Problem description: Apart from the pictures, every entry below must be given again exactly.
------
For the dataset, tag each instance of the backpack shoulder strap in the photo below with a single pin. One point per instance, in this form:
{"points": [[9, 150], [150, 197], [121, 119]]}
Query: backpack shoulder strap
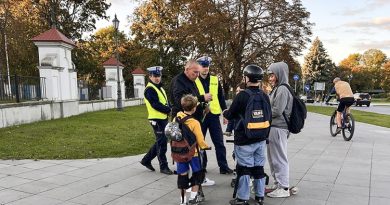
{"points": [[289, 88], [182, 120], [250, 93]]}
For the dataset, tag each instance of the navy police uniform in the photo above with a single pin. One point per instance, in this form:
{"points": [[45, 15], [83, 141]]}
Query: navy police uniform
{"points": [[158, 110], [211, 121]]}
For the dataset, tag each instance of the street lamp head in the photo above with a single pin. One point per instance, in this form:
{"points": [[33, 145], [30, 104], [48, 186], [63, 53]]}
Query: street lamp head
{"points": [[115, 22]]}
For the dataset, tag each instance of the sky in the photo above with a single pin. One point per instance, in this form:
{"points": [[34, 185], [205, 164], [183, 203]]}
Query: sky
{"points": [[343, 26]]}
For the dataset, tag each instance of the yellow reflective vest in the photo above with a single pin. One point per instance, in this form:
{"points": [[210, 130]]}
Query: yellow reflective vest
{"points": [[162, 97], [215, 107]]}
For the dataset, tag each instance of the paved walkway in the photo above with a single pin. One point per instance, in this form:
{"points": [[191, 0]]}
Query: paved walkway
{"points": [[327, 170]]}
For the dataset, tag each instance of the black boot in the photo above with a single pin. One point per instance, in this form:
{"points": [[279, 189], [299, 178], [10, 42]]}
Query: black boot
{"points": [[148, 165], [166, 170], [238, 201], [259, 200]]}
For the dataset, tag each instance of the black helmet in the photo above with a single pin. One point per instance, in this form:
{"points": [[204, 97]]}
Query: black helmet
{"points": [[254, 73]]}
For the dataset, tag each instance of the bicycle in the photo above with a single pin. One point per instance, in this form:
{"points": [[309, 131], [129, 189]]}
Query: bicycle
{"points": [[347, 124]]}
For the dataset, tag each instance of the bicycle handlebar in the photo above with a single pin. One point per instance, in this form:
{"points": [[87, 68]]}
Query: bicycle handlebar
{"points": [[229, 141], [207, 148]]}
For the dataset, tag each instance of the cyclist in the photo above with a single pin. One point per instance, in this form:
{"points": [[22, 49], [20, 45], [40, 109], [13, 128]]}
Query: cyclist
{"points": [[344, 92]]}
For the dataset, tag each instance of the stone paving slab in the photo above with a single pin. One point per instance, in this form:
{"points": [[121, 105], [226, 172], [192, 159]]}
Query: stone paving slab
{"points": [[328, 171]]}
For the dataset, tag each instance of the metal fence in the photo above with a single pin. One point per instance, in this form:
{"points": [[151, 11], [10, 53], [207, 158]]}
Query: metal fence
{"points": [[130, 93], [21, 88]]}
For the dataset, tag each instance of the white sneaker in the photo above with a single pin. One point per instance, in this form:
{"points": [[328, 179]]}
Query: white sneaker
{"points": [[279, 193], [183, 202], [272, 186], [208, 182]]}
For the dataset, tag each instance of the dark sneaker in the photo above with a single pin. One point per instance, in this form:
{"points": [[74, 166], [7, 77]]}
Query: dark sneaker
{"points": [[194, 201], [166, 171], [201, 196], [338, 130], [238, 202], [148, 165], [259, 200], [226, 171]]}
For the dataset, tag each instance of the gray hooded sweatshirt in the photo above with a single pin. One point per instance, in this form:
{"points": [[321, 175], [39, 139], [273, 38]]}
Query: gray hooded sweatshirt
{"points": [[281, 101]]}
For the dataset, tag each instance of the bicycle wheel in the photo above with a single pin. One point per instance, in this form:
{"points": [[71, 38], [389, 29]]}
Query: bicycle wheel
{"points": [[333, 125], [349, 128]]}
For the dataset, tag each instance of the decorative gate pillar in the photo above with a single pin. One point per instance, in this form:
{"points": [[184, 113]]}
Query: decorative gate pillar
{"points": [[139, 82], [110, 67], [56, 66]]}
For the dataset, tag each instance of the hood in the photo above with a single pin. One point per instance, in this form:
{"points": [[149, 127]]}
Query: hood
{"points": [[280, 69]]}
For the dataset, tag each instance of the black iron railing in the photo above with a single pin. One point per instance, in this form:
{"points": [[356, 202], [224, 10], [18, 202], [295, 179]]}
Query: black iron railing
{"points": [[21, 88]]}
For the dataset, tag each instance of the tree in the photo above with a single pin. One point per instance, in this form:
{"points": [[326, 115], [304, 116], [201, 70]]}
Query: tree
{"points": [[233, 33], [373, 60], [72, 17], [90, 54], [386, 77], [353, 65], [317, 66]]}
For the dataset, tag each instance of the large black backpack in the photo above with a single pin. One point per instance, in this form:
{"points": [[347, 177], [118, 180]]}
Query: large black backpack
{"points": [[258, 115], [298, 113], [184, 149]]}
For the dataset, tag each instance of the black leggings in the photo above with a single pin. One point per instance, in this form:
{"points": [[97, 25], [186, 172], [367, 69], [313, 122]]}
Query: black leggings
{"points": [[344, 103]]}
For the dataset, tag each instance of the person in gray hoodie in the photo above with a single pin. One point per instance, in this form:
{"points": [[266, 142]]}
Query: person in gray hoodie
{"points": [[281, 102]]}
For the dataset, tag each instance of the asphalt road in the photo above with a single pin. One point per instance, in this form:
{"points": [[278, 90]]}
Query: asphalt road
{"points": [[381, 109]]}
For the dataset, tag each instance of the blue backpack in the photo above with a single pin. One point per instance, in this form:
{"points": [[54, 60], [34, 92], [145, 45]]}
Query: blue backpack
{"points": [[258, 115]]}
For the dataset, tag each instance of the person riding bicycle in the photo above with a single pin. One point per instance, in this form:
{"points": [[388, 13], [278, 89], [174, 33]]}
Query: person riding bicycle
{"points": [[344, 92]]}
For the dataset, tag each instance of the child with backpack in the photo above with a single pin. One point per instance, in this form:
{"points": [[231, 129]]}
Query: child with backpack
{"points": [[231, 124], [252, 111], [186, 158]]}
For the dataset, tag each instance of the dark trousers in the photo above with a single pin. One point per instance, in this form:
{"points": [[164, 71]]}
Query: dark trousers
{"points": [[159, 148], [212, 123], [230, 126]]}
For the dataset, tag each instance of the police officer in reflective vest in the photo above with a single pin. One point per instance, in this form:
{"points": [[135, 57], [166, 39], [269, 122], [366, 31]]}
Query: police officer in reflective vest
{"points": [[207, 83], [158, 111]]}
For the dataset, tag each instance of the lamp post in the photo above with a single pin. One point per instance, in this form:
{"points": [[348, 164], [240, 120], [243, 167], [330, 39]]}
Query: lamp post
{"points": [[350, 78], [119, 100]]}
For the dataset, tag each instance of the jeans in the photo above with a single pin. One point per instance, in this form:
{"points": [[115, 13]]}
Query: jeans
{"points": [[159, 148], [212, 123], [250, 156]]}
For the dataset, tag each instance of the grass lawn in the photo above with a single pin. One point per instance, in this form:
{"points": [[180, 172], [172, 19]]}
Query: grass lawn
------
Task result:
For the dataset, tag each instance of the backpack shoulder strap in the photo below with a single pin. One point per instance, in this form:
{"points": [[9, 150], [150, 197], [121, 119]]}
Query: backpack shoulder strap
{"points": [[289, 88], [182, 120], [250, 93]]}
For the dataset, tag each instance of the navy police uniform in the photo above with a single pin. One point per instance, in this form:
{"points": [[45, 15], [83, 141]]}
Query: navy police uniform
{"points": [[158, 110], [211, 121]]}
For the dataset, tag each instance of the street lamp head in the photo above with a single pin. One point per instance, in this form:
{"points": [[33, 145], [30, 104], [48, 186], [63, 53]]}
Query: street lamp head
{"points": [[115, 22]]}
For the dataset, tag each instance of the sky in the photo above with a single pin. One point per instance, in this form:
{"points": [[34, 185], [205, 164], [183, 203]]}
Query: sky
{"points": [[343, 26]]}
For the dataset, tag each instance of the yellow reflective vest in the photo above with a single pin. One point per instance, in this form:
{"points": [[210, 130]]}
Query: yellow reflective vest
{"points": [[162, 97], [215, 107]]}
For the dataset, tag each instance of the paved walkway in the photo above with a single pin. One point per instance, in this form:
{"points": [[191, 0]]}
Query: paved walkway
{"points": [[327, 170]]}
For the dataset, tag each instance of the black boot in the photo above with a single pin. One point per instance, in this form:
{"points": [[279, 189], [299, 178], [10, 42]]}
Query: black boot
{"points": [[148, 165], [166, 170], [238, 201], [259, 200]]}
For the dataset, tag each instance of the black helmet in the photo above with a single pin. One point per instance, in this form:
{"points": [[204, 97]]}
Query: black helmet
{"points": [[254, 73]]}
For the dataset, tag each instance of the bicycle in the photo above with a single pin. One point per instance, in this form:
{"points": [[309, 131], [129, 189]]}
Query: bicycle
{"points": [[347, 124]]}
For the dataset, tag each instance of the bicycle handlebar in the photo above with a single pin. One point per instance, in this form:
{"points": [[87, 68]]}
Query: bicycle handlebar
{"points": [[229, 141], [207, 148]]}
For the dataset, tag each instance of the cyclist in the photo above with a single pin. One point per instance, in this form:
{"points": [[22, 49], [20, 45], [40, 109], [13, 128]]}
Query: cyclist
{"points": [[344, 92]]}
For the dataset, tag each instance of the stone paving slab in the photo above with a single pin. One point per instance, in this form:
{"points": [[121, 105], [226, 172], [192, 159]]}
Query: stone paving slab
{"points": [[328, 171]]}
For the dataset, tag each instance of the metal fence in the photo above with a single pin. One point per instance, in this form:
{"points": [[151, 11], [10, 53], [207, 158]]}
Query: metal fence
{"points": [[130, 93], [21, 88]]}
For the dataset, tag each instance of the white sneaker in the photo above with a single pin. One point per instance, in this form:
{"points": [[328, 179]]}
Query: white sneaker
{"points": [[279, 193], [183, 202], [272, 186], [208, 182]]}
For the dataset, tag each instance of the dark sneaker in the photo above with a single pin. One point per instance, in this form:
{"points": [[74, 166], [7, 77]]}
Query: dark sneaker
{"points": [[194, 201], [166, 171], [201, 196], [338, 130], [238, 202], [148, 165], [259, 200], [226, 171]]}
For the dataset, tag each instance of the gray hooded sweatshirt in the photo above with a single pin. One point per instance, in this form:
{"points": [[321, 175], [39, 139], [273, 38]]}
Query: gray hooded sweatshirt
{"points": [[281, 101]]}
For the dataset, tag each instance of the bicycle wheel in the photo above with a single pin. One point per instance, in this form:
{"points": [[71, 38], [389, 29]]}
Query: bicycle wheel
{"points": [[333, 125], [349, 128]]}
For the dataset, tag each instance of the decorative gate pillar in the photo above with a single pin. One point per instance, in this form:
{"points": [[184, 113]]}
Query: decorative gate pillar
{"points": [[139, 82], [110, 67], [56, 66]]}
For the dataset, tag each instance of the hood in the photo above with a single pin. One point per instance, in this form:
{"points": [[149, 127]]}
Query: hood
{"points": [[280, 69]]}
For the dataset, tag each instance of the black iron railing in the photo above with a single pin. One point per instance, in this form:
{"points": [[356, 202], [224, 10], [18, 202], [295, 179]]}
Query: black iron railing
{"points": [[21, 88]]}
For the dataset, tag each instance of the tree in the photo above with a single pin. One point per instance, in this form:
{"points": [[326, 115], [304, 116], [201, 70]]}
Query: tree
{"points": [[233, 33], [373, 60], [72, 17], [90, 54], [386, 77], [353, 65], [317, 66]]}
For the dataset, tag each instance of the large black backpack in the photo above with a single pin. One point per instance, in this form:
{"points": [[347, 177], [118, 180]]}
Query: large black backpack
{"points": [[258, 115], [298, 113], [184, 149]]}
For the dataset, tag each instance of the black leggings in the photo above with a single pin. One point per instance, in this form:
{"points": [[97, 25], [186, 172], [367, 69], [313, 122]]}
Query: black leggings
{"points": [[344, 103]]}
For the dataset, tag each instance of the person in gray hoodie in the photo above with a single pin. One point per instance, in this form:
{"points": [[266, 142]]}
Query: person in gray hoodie
{"points": [[281, 102]]}
For the dataset, tag each instance of the asphalt road in the photo above with a single pin. One point per instance, in this form:
{"points": [[278, 90]]}
Query: asphalt road
{"points": [[381, 109]]}
For the dataset, tag each instance of the blue backpack in the photo above with a single pin. One point per instance, in this form:
{"points": [[54, 60], [34, 92], [145, 45]]}
Query: blue backpack
{"points": [[258, 115]]}
For the dataset, tag each instance of the person riding bicycle in the photo above with a single pin. One point per instance, in this form:
{"points": [[388, 13], [278, 89], [174, 33]]}
Query: person riding bicycle
{"points": [[344, 92]]}
For the dataset, tag each instance of the child with backpack in the photo above with a single pin. One point per instance, in this form:
{"points": [[231, 129]]}
Query: child with backpack
{"points": [[231, 124], [252, 111], [186, 158]]}
For the dataset, tag each instance of the dark trousers in the photo above with a single pin. One point per instance, in this form:
{"points": [[164, 71]]}
Query: dark trousers
{"points": [[159, 148], [212, 123], [230, 126]]}
For the dataset, tag each instance of the police officer in reflective vest in the photo above with a single pin. One point per instance, in this form:
{"points": [[135, 57], [166, 39], [269, 122], [366, 31]]}
Query: police officer in reflective vest
{"points": [[207, 83], [158, 111]]}
For the dataset, tag each instance of the lamp post in the photo above with a single pin. One point per instance, in this form:
{"points": [[348, 164], [240, 120], [243, 167], [330, 39]]}
Query: lamp post
{"points": [[350, 78], [119, 100]]}
For the dataset, tag each instance of the jeans in the photo above with a single pin. One point per instance, in this form:
{"points": [[115, 13]]}
Query: jeans
{"points": [[159, 148], [212, 123], [250, 156]]}
For the dataset, tag each instance of the grass lawn in the photo above with a single pin. One point per instance, in this form:
{"points": [[180, 172], [172, 19]]}
Query: grass lawn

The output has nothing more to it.